[Task statement] Rescale the following lines by writing them all out again, requests included, with each coordinate in the answers multiplied by 2.6 and rounded to a whole number, halves rounded up.

[Entries supplied]
start
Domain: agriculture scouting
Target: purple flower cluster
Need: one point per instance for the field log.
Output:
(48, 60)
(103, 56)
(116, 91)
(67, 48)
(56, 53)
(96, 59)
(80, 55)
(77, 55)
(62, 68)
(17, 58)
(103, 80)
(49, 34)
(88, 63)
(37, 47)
end
[Written solution]
Domain: agriculture scouting
Target: purple flower cluster
Need: one point per instance for the field log.
Output:
(125, 156)
(268, 146)
(302, 237)
(174, 125)
(146, 138)
(250, 153)
(208, 143)
(200, 143)
(161, 177)
(44, 151)
(268, 208)
(127, 88)
(229, 164)
(96, 122)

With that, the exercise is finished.